SHORT EXERCISE 1:
According to the notes on building languages for the JVM, which language is the only dynamically scoped language currently in use?
SHORT EXERCISE 2:
Quote the passage from the notes on building languages for the JVM, starting with "can you return" and going on through "efficient at run-time.".
SHORT EXERCISE 3:
Extend the notes on building languages for the JVM from their last line onward.

DOCUMENT SECTION:
* START *
One advantage of the JVM is the ability to use Java languages - however you
might find that the java languages are not a good match for your new language.
For example Java does not support closures and so the Java libraries are not
designed with closures in mind they would not feel therefore natural for a
language such as ruby. In contrast the ruby libraries are designed to take
advantage of closures.

Syntax - often separated into lexing and parsing with both the lexer and
parser being auto- generated from some form of grammar. Jruby uses a hand-
coded lexer and a parser generated by
jacc Ioke uses a lexer/parser generated
by antlr.

The JRuby lexer is complicated (approx 2400LOC) both because of the nature of
ruby itself and also because in JRuby it’s possible to turn individual ruby
1.9 features on & off.

Type checking - what kind nominal or structural?

  • System F
  • typed lambda calculus
  • parametric polymorphism
  • variance

Scala & Haskell are currently the state of the art in type checking.

An issue to consider is the notion of bottom types - types that are a subtype
of every type, for example null in Java and C#. Note that nil in dynamic
languages is not the same thing. It’s been proven (apparently) that if you
have bottom types then you can’t avoid runtime errors. Several languages go
for option or maybe types instead.

Scoping - dynamic, object or lexical - emacs lisp is the only currently
used dynamically scoped language.

Control structures expressions vs statements

  • precedence , associativity
  • initialisation
  • assignment, not all languages have it, for example in erlang what looks
    like assignment is actually unification
  • ordering within expressions
  • short circuiting

control flow

  • goto style vs continuations
  • iteration
  • recursion

What about operations such as ruby’s conditional assignment operator ||= (only
assign a value to a variable if it is not already bound)?

How about the trinary if statement - useful if everything is not an expression
(but ruby has a trinary if anyway since it’s more compact than the standard if
form).

Notions of truth - what is counts as true and false?

data types - do you have primitive versions of types for efficiency? What
constitutes equality?

Parameter passing - call by value, by reference, by name?

can you return multiple values from functions? - difficult to do in JVM and
not every efficient since all return values have to be wrapped Optional
arguments? Default values?

The closer the language is to java the easier it is to make the language
efficient at run-time.

Evaluation - how to evaluate your language? interpreter, internal byte
code, java byte code, continuation passing.
* END *
[Object position labeling entries]
* START *
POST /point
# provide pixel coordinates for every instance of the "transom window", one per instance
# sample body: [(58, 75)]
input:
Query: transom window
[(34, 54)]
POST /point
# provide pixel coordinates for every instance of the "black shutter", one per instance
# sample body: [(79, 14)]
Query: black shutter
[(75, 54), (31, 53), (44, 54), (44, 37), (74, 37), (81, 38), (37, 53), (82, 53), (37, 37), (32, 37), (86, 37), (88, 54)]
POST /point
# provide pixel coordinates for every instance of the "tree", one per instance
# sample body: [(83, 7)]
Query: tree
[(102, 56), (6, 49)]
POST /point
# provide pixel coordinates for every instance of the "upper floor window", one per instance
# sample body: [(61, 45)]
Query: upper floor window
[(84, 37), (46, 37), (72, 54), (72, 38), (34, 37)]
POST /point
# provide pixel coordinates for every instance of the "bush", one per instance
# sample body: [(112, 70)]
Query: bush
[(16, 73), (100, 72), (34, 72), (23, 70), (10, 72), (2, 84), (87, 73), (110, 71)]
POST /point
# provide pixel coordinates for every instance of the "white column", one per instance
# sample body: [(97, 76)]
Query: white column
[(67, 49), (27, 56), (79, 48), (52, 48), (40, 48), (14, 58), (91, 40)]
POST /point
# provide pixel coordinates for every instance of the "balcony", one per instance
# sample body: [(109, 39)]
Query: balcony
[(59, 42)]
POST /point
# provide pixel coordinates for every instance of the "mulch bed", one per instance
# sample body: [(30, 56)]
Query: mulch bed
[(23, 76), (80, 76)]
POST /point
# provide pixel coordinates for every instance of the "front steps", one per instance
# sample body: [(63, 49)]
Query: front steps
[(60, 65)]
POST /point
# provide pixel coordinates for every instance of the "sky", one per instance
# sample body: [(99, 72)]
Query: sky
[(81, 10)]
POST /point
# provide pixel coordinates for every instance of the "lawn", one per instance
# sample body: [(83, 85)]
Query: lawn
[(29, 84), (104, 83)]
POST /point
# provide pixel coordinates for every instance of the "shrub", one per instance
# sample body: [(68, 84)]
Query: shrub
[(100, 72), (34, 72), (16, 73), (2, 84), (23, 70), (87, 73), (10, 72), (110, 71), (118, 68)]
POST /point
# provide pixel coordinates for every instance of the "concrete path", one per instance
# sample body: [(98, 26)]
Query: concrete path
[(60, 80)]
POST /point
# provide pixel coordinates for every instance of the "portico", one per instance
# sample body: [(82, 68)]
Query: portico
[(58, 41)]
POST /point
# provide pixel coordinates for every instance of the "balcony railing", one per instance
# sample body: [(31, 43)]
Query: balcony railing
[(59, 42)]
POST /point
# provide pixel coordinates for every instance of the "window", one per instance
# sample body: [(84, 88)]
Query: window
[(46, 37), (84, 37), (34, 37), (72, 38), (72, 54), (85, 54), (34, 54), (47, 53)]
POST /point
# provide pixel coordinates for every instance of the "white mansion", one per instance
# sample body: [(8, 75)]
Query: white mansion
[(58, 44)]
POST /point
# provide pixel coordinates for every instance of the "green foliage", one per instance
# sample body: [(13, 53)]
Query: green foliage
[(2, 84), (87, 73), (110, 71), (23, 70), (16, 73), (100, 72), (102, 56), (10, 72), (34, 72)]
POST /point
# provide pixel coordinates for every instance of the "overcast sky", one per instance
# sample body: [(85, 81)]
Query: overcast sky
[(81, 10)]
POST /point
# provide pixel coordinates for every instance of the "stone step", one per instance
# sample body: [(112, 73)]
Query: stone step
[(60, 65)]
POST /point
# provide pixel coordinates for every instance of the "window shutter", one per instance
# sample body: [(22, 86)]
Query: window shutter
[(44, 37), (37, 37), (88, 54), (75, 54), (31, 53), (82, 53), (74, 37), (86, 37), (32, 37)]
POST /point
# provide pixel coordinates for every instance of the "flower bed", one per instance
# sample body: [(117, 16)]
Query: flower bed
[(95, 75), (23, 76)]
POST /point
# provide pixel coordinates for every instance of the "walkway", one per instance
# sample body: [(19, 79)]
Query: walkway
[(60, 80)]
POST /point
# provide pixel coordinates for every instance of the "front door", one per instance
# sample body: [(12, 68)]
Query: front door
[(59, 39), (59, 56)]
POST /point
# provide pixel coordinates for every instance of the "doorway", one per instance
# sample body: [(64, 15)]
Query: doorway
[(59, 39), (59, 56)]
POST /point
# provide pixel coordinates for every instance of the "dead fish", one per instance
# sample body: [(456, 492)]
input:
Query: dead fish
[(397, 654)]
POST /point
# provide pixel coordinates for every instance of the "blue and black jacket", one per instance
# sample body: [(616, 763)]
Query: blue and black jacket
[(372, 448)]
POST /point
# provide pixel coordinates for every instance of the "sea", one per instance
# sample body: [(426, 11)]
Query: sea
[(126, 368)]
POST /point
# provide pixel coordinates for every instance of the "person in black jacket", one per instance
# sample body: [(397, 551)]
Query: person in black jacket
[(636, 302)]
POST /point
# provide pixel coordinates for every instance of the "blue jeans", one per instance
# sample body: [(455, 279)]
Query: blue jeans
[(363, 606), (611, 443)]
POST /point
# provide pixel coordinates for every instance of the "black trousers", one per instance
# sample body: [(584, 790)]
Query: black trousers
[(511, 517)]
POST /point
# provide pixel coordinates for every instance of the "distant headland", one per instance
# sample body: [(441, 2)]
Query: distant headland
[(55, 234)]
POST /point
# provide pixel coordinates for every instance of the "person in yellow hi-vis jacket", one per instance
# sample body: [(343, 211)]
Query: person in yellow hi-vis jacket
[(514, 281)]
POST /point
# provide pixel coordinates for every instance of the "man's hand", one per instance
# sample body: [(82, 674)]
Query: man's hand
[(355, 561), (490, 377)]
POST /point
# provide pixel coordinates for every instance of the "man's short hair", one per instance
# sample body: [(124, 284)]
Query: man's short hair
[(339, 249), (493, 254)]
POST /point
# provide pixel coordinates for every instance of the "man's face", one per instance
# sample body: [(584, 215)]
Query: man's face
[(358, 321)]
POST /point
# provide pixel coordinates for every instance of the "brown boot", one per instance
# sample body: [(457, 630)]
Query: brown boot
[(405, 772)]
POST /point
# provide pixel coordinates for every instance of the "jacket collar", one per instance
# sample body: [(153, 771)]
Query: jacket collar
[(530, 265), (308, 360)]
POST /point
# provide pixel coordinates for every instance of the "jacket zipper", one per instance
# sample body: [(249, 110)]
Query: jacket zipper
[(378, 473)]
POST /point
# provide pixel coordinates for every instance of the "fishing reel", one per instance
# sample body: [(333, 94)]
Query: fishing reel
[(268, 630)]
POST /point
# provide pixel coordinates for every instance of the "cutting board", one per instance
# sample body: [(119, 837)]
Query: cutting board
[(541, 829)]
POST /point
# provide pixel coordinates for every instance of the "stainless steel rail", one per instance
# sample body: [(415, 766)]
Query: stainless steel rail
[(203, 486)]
* END *
WRITTEN RESPONSE 1:
Emacs Lisp

WRITTEN RESPONSE 2:
can you return multiple values from functions? - difficult to do in JVM and
not every efficient since all return values have to be wrapped Optional
arguments? Default values?

The closer the language is to java the easier it is to make the language
efficient at run-time.

WRITTEN RESPONSE 3:
Java memory leak issue - need to create new classloader in order to reload
code for a class - this does not get garbage collected (anonymous classes
don’t have this problem?). CLR is better than java in this respect.

Internal representation - JRbuy wraps all objects so that all JRuby
objects inherit from a common type. however this means that Java objects
cannot inherit from jruby objects. They are in the process of removing this
wrapping.

Visitor pattern is obvious way to implement AST interpreter, however this
prevents hotspot from optimising so they use a large switch statement.

Final methods can be much faster in java so worth seeing if you can make use
of them.

“write bad code to get good performance” but “write good code first” (use
profiling).

Error handling

  • exceptions
  • conditions (“a formalised agreement on how to handle
    errors”), can be built using exceptions.

Ola briefly talked about error handling using
conditions and how they allow more flexibilty than
exceptions. A condition consists of code for signalling the exception, code
for handling it and code for restarting the normal program flow. Ola showed us
how conditions work in Ioke by intentionally introducing errors in some code
and showing how they could be recovered from interactively using conditions.
Whereas exceoptions are only for errors, conditions are can also be used for
warnings.

Java integration - Can be hard to get right. Calling java methods
including static ones. Choosing between overloaded implementations. Need to
implement java types in host language. How to implement interfaces? Can use a
dynamic proxy but this approach does not work for extending classes. What
about calling methods using super?

Need to really understand bytecode. Ola uses ASM

Can use code annotations to get sensible output from java debugger.

Limitations of java bytecode

  • statically typed bytecode
  • primitive types but not tagged values
  • no continuations
  • no tail call optimisiton

Ioke

Ioke sounds like it has inherited some ideas from
self

Entire language written test first - rspec cases for entire language, rspec
tests then converted to ispec tests.

ruby concurrency support is not too good - Ola plans to implement transparent
futures in Ioke.